Supplied passage =>

Let $$\textbf{f}(t) = (x(t), y(t), z(t))$$ be a curve in $$\mathbb{R}^ 3$$ whose domain includes the interval $$[a,b]$$. Suppose that in the interval $$(a,b)$$ the first derivative of each component function $$x(t), y(t) \text{ and }z(t)$$ exists and is continuous, and that no section of the curve is repeated. Then the arc length $$L$$ of the curve from $$t = a$$ to $$t = b$$ is

\begin{align} L &= \int_a^b \norm{\textbf{f} ′ (t)}\,dt \\[5pt] &= \int_a^b \sqrt{ x ′ (t)^ 2 + y ′ (t)^ 2 + z ′ (t)^ 2 }\,dt \label{Eq1.41} \end{align}

A real-valued function whose first derivative is continuous is called continuously differentiable (or a $$C^1$$ function), and a function whose derivatives of all orders are continuous is called smooth (or a $$C^∞$$ function). All the functions we will consider will be smooth. A smooth curve $$\textbf{f}(t)$$ is one whose derivative $$\textbf{f} ′ (t)$$ is never the zero vector and whose component functions are all smooth.

Note that we did not prove that the formula in the above definition actually gives the length of a section of a curve. A rigorous proof requires dealing with some subtleties, normally glossed over in calculus texts, which are beyond the scope of this book.

Example 1.41

Find the length $$L$$ of the helix $$\textbf{f}(t) = (\cos t,\sin t,t) \text{ from }t = 0 \text{ to }t = 2π$$.

Challenge 1 => According to the arc length passage, why is no proof given that the formula gives the length of a section of a curve?
Challenge 2 => Repeat the part of the arc length passage starting with "A real-valued function" and going on through "of this book.".

Data records =>
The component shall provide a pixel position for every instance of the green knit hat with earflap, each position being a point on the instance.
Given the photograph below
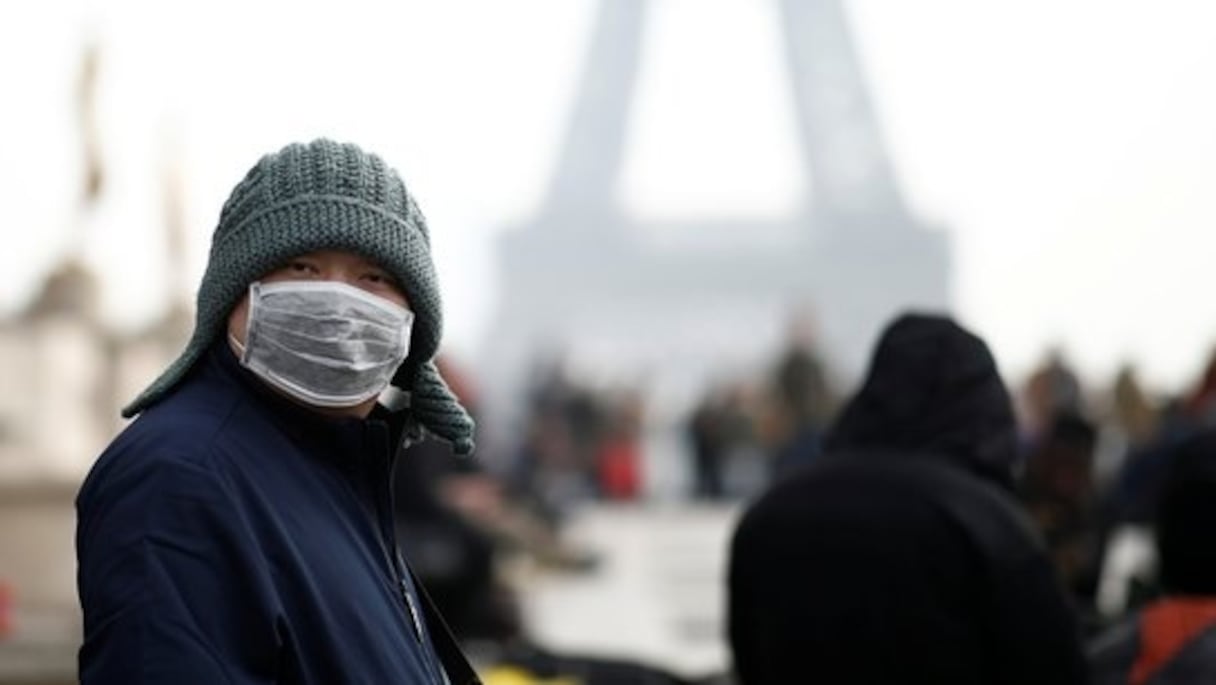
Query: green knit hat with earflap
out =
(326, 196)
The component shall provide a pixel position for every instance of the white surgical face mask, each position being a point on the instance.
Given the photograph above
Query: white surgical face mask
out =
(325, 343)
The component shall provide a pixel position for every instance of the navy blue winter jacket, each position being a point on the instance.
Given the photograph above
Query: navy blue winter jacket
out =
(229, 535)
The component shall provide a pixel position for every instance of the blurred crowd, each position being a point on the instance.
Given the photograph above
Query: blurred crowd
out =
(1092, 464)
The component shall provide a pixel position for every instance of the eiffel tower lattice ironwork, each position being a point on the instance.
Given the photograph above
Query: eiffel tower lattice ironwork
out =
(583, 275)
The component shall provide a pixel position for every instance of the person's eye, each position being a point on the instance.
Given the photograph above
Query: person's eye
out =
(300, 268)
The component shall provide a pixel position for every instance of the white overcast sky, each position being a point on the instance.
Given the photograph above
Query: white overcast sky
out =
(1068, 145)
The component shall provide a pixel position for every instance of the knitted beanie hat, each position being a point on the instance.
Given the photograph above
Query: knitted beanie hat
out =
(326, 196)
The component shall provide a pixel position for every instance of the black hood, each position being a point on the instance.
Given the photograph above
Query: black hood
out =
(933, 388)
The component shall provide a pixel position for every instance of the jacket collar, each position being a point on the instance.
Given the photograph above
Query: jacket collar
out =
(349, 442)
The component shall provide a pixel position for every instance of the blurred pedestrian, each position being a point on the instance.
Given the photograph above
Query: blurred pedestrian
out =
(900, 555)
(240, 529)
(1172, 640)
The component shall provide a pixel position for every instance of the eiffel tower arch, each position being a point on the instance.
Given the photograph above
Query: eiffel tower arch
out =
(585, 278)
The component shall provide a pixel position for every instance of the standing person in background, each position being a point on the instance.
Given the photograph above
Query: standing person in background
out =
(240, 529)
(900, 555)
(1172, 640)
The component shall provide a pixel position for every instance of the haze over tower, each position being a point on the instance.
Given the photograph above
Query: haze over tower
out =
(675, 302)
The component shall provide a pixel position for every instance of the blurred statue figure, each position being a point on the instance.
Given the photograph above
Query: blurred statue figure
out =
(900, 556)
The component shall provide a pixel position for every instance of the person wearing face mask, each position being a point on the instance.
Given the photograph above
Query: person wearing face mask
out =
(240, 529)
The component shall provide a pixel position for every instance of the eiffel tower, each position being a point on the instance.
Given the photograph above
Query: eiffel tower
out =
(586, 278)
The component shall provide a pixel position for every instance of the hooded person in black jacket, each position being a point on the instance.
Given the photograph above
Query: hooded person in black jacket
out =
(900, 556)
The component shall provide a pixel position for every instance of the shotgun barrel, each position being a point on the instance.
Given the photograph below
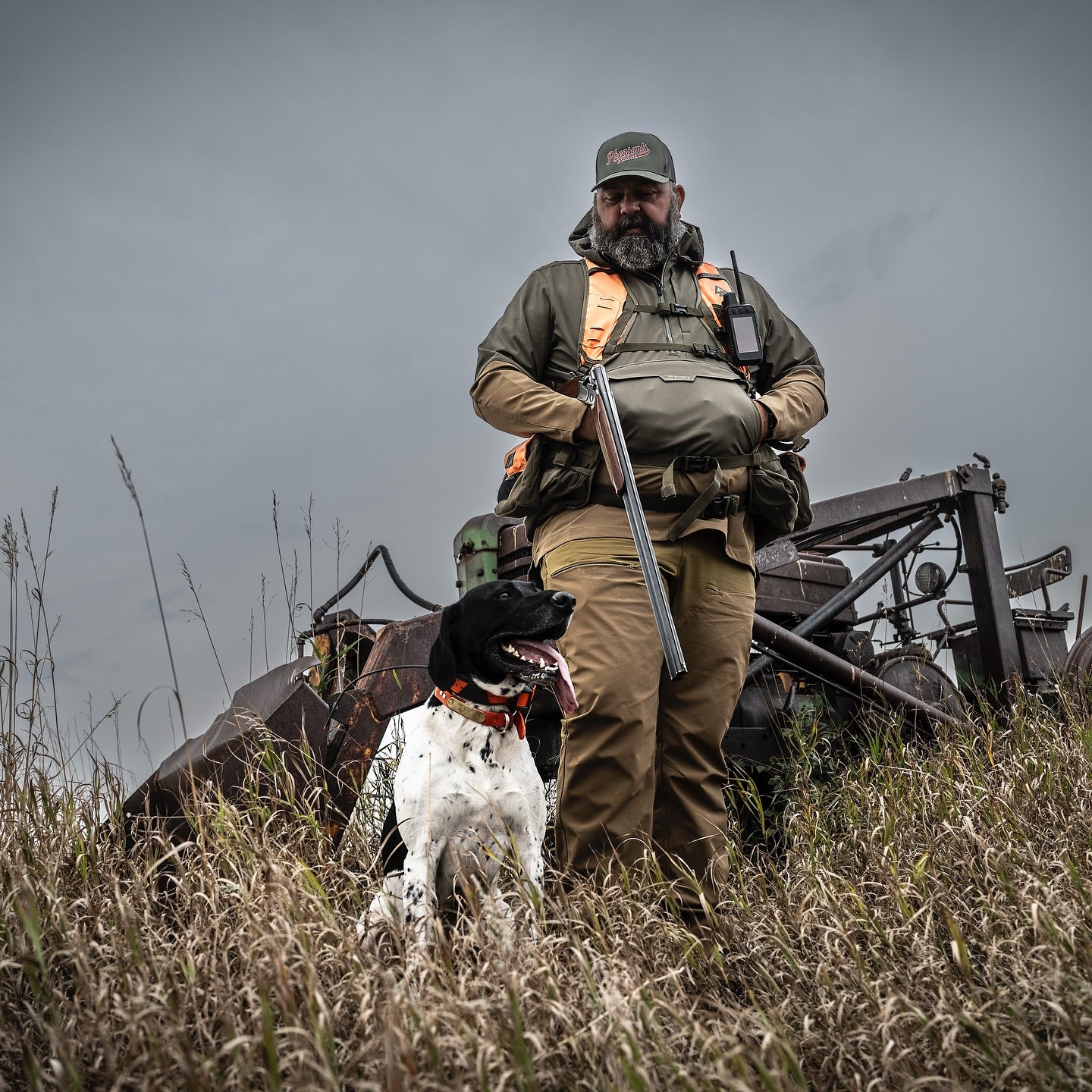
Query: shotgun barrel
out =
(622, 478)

Full answer 1 => A rigorous proof would require dealing with some subtleties that calculus texts normally gloss over, and these are beyond the scope of the book.

Full answer 2 =>
A real-valued function whose first derivative is continuous is called continuously differentiable (or a $$C^1$$ function), and a function whose derivatives of all orders are continuous is called smooth (or a $$C^∞$$ function). All the functions we will consider will be smooth. A smooth curve $$\textbf{f}(t)$$ is one whose derivative $$\textbf{f} ′ (t)$$ is never the zero vector and whose component functions are all smooth.

Note that we did not prove that the formula in the above definition actually gives the length of a section of a curve. A rigorous proof requires dealing with some subtleties, normally glossed over in calculus texts, which are beyond the scope of this book.